_Work request 1_
In the blog post on bullying, why did the writer's family leave one child's school entirely? Answer in one to three sentences.
_Work request 2_
List the four kinds of kids that the blog post on bullying describes.
_Work request 3_
Continue the blog post on bullying from its final sentence.

I had started a blog on perfectionism....and I know I am to write that...maybe tomorrow. Sometimes it takes a little time to understand and hear what I am supposed to write about, so I prayed and said "SHOW me what to write about". And because He is faithful, He did just that. My heart is just overwhelmed right now. I am recovering from having diagnostic procedures under general anesthesia today, so I was watching a little Dr. Phil, a show on bullying and my heart began to ache again. Most of us, if we have multiple children, or even just one have not been able to dodge the bullying bullet with one or more of our children. OR we may have a niece or nephew that has had serious issues with it or another family member. More of our children are feeling so discouraged and without hope that they are choosing suicide as an option. In our medium-sized school system alone we have had five suicides in the last two years.
What can I do to help my kids in their battle in the trenches... and bullying happens in public school, Christian School, Private School and even our own churches. I do not mean to sound negative, but I just want to say it is a global problem. There are four kinds of kids: the bullies, the bullied, the bystanders, and those that stick up for the bullied (this is a small but growing group). How can we help? What can we do? First off, our homes need to be a safe place to land... Proverbs 31:26 "She opens her mouth in wisdom. And the teaching of kindness is on her tongue." When our kids walk through that door or we pick them up, we need to be ready to listen, ready to support, and let our kids know how much they are loved at home. In this crazy, busy world we lead, we need to do our best to aware of changes in our children's personalities. When they are ready to talk, try and slow down and listen.
Secondly, KNOW your schools bullying policy. If you end up with a child who is being bullied, do not be afraid to take up for them with school officials. In most schools today, they have strict policies. If yours does not and your child is being bullied, then do not be afraid to be proactive. Understand that NO ONE will protect your child like you will.
We have had two of our three children experience bullying. In one case, we left the school entirely because there was no bullying policy in place, and the administration was not helpful or receptive and it was a very small group of people. The second thing we did was enlist the help of our youth minister and let him know what was going on and a few youth mentors took our son under their wings. This was life-changing for him. Changing schools in 8th grade made the difference for him, and he is thriving today in college. However I realize this is not always possible or the only answer.

_Dataset content_
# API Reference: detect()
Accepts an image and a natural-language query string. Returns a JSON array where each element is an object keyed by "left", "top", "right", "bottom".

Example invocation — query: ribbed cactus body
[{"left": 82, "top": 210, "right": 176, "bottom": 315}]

_Response area 1_
They left because the school had no bullying policy, the administration was neither helpful nor receptive, and it was a very small group of people.

_Response area 2_
- The bullies
- The bullied
- The bystanders
- Those that stick up for the bullied

_Response area 3_
Our second child has been teased and bullied, but she is one that is likely to take on her own bullies. She also won't tolerate bullying around her. She will take up for anyone she sees being bullied. But as strong as she seems, those words STILL hurt, and I still stay in touch emotionally with her the best I can. My daughter having been bullied is causing her to want tojoin an anti-bullying club in our school and has served to make her stronger (I DON'T wish bullying on anyone, but I am proud of this response in her life) Stay in touch with them, get counseling the child needs it,.
What if you HAVE a bully??? This is a LITTLE harder to handle. The first question is why? Why is your child bullying other kids? Usually kids bully either because they are insecure, they have been bullied themselves, they are following the crowd, there is tension in their life, they like power over other people, and it also can be leadership potential gone VERY wrong. I will not say much on this issue, but if your child has been pulled in for this, or you notice this potential, please address it. I truly believe that bullies are kids who are really hurting inside and hurt other kids to make themselves feel better. They require everything that the bullied kids need... a safe place to land... attention, their parents to listen and understand...but they do need to be taught accountability for their actions and the effect their actions have on the kids they hurt.
All of our kids probably float through these stages as they go through their school years. If we are wise, we teach from such a young age how valuable they are to The One and The Only, and that every person created is a unique creation of God created in Him image. Therefore they should be treated as such. At home, we do our best to model no bullying in our marriage relationships. We don't let them bully each other. Try to resolve conflicts without the use of anger. If we, as parents, love them as they are to the best of our ability, we give them a firmer foundation to stand upon, hopefully it will help them be stronger in the face of bullying. When kids are bullied, I can not decide for anyone else how to tell you to tell them to handle it. I do believe they have the right to verbally stand up for themselves and tell me or someone else in authority. But every situation is very unique.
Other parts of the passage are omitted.